Top of Input for this task
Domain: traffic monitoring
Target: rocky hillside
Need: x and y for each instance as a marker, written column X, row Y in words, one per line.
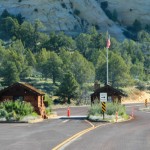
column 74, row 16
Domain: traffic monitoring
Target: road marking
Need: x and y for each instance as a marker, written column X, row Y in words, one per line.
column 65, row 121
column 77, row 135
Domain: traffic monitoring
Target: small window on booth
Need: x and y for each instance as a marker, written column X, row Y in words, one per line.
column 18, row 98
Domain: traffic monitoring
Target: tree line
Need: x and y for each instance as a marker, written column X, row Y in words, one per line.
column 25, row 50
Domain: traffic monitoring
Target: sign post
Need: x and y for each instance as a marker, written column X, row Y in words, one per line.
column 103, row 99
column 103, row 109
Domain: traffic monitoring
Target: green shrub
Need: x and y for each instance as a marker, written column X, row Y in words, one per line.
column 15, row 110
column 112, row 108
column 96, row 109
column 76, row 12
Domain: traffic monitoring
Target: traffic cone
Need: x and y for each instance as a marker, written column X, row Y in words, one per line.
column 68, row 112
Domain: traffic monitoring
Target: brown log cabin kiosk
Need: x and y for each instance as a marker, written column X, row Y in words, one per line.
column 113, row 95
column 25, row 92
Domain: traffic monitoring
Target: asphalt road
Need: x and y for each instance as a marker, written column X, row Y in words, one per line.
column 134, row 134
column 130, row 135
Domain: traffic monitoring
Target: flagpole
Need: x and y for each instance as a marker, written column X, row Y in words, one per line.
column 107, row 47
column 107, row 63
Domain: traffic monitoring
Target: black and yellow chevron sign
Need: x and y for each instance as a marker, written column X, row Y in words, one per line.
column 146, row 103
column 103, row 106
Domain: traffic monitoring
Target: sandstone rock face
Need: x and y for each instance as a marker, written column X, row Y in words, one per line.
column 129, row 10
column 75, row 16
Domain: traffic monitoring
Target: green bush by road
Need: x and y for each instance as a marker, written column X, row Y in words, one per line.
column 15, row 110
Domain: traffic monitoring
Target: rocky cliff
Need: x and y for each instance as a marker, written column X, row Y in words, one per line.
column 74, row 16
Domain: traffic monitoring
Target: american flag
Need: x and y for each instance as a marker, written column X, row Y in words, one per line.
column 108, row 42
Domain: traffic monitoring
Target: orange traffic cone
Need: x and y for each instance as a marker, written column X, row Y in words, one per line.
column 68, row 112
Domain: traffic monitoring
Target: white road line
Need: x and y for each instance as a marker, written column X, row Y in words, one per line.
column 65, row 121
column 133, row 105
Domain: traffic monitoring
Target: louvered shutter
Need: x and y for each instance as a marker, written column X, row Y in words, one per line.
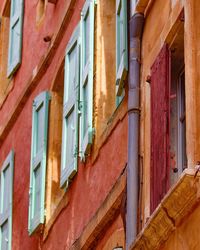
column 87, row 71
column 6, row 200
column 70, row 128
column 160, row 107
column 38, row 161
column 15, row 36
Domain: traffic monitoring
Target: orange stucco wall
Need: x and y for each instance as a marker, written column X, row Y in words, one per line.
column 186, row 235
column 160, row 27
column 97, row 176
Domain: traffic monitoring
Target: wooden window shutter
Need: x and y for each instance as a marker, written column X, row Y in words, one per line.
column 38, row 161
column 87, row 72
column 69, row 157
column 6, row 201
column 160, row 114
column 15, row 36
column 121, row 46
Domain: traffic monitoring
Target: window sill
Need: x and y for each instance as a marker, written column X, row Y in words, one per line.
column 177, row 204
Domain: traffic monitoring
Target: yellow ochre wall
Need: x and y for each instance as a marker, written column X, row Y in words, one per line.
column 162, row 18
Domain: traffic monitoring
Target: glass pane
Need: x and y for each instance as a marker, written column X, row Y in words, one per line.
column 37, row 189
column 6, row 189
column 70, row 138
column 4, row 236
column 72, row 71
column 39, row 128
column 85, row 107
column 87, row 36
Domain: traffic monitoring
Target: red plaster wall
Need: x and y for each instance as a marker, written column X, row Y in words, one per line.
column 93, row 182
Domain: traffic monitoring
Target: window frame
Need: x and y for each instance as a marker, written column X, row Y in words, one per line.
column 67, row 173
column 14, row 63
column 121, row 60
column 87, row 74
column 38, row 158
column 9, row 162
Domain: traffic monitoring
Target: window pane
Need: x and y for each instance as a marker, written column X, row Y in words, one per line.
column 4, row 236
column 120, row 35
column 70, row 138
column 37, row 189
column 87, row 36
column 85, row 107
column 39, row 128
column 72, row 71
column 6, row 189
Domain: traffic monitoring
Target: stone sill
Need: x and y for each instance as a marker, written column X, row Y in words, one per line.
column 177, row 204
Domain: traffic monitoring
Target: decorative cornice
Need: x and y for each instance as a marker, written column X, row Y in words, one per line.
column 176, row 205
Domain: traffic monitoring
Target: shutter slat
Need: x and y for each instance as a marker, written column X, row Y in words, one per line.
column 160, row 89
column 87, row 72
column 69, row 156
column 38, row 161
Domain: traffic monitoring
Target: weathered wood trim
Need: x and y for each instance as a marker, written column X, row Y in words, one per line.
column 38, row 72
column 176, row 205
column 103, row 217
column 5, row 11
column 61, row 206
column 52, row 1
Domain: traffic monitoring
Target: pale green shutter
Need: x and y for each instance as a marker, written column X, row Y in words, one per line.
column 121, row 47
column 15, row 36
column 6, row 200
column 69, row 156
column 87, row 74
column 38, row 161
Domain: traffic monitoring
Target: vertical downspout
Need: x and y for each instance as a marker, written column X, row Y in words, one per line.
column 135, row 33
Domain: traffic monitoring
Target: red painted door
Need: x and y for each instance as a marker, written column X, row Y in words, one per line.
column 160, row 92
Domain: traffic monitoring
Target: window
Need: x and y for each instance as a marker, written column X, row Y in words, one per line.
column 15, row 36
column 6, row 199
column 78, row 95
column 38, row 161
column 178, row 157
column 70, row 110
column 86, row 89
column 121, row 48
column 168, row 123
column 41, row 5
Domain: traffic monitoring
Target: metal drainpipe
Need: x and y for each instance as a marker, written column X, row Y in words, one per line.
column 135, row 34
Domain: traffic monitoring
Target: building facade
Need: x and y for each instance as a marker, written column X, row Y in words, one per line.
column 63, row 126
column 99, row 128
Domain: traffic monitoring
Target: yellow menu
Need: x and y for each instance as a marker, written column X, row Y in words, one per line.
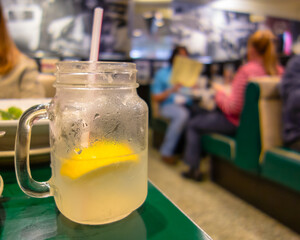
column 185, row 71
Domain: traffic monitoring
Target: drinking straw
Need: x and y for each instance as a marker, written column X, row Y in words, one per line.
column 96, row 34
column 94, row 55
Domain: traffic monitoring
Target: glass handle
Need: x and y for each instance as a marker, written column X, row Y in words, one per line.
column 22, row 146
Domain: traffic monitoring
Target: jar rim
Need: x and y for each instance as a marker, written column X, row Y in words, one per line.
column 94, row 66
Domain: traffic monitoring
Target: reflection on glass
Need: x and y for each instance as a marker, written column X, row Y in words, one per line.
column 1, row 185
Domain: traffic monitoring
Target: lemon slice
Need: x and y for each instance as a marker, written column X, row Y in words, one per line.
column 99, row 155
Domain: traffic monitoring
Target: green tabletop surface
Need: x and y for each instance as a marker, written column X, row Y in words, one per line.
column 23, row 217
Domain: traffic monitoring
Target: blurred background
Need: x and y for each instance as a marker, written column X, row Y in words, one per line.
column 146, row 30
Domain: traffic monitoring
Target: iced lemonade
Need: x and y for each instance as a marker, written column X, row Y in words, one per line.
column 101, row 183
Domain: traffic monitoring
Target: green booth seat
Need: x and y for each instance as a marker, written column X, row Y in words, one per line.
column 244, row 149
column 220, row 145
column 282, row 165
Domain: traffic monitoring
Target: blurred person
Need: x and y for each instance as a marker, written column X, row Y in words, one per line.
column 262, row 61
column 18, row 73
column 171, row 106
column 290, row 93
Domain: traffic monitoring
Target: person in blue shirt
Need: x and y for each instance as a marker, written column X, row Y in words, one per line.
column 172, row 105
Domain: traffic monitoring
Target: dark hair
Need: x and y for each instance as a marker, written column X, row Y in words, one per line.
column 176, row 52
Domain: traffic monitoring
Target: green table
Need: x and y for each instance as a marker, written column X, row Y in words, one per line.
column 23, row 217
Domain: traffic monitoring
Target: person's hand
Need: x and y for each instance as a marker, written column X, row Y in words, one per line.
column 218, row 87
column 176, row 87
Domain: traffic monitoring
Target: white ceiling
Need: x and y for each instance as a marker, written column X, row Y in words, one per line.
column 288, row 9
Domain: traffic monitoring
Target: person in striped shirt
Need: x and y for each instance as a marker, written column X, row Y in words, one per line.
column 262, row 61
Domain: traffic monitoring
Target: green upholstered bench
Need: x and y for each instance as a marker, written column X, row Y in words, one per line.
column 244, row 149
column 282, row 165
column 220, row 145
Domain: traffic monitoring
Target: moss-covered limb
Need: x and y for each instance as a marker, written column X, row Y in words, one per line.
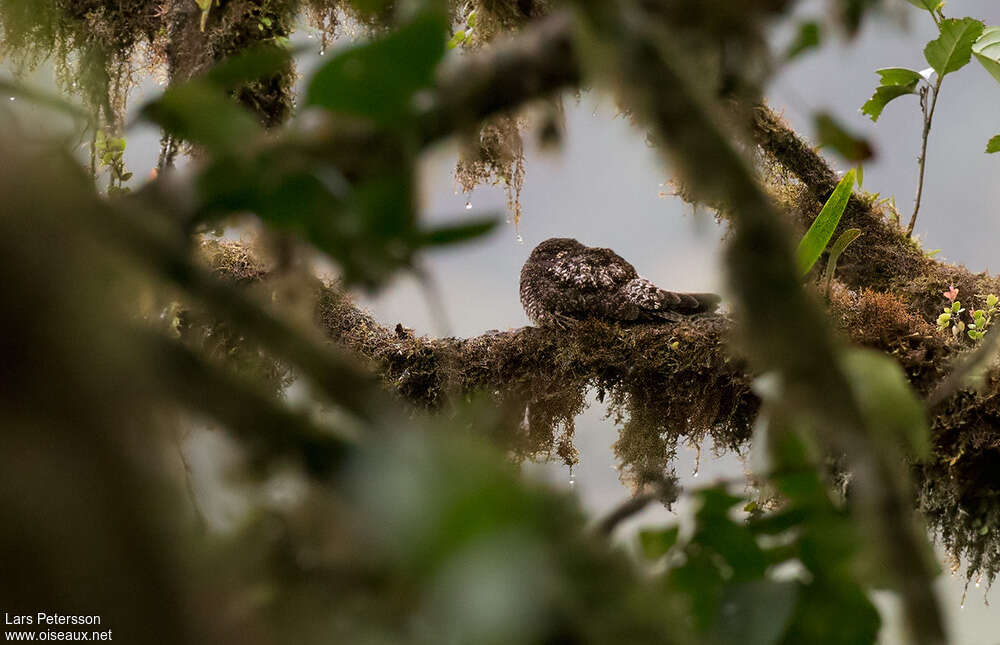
Bottom of Input for this task
Assignment
Please output the listing above exactly from its first line through the line with "Target: black and yellow chevron sign", both included, and nothing beyond that line. Omit pictures.

Answer section
Domain: traffic monitoring
Target: rocky hillside
Need: x and y for each instance as a marker, written column X, row Y in words, one per line.
column 74, row 16
Domain: traffic monitoring
Target: road marking
Need: x and y for each instance as a marker, written column X, row Y in words, one per line.
column 65, row 121
column 77, row 135
Domain: traffic monitoring
Target: small window on booth
Need: x and y for each instance as a marker, written column X, row Y in words, one per line.
column 18, row 98
Domain: traffic monitoring
Target: tree line
Need: x and y for each instance as a marker, written column X, row Y in words, one per line.
column 25, row 50
Domain: traffic monitoring
Target: sign post
Need: x and y for each instance as a marker, written column X, row Y in words, one per line.
column 103, row 99
column 103, row 109
Domain: traffic monitoring
Target: green shrub
Need: x and y for each instance as a marker, written column X, row Y in words, one per line.
column 15, row 110
column 112, row 108
column 96, row 109
column 76, row 12
Domain: traffic monitoring
Target: traffic cone
Need: x and y for each instance as a marker, written column X, row Y in words, one per line.
column 68, row 112
Domain: traffic monitoring
Target: brown log cabin kiosk
Need: x and y for each instance as a marker, written column X, row Y in words, one per line.
column 113, row 95
column 25, row 92
Domain: traffic monitoring
Target: asphalt road
Need: x and y for each instance as a marker, written column X, row Y in words, one per line.
column 134, row 134
column 130, row 135
Domain: traffic monitoring
Target: flagpole
Need: x and y for each instance as a marker, written column X, row Y in words, one per line.
column 107, row 47
column 107, row 63
Domain: traffic monitoring
Target: black and yellow chevron sign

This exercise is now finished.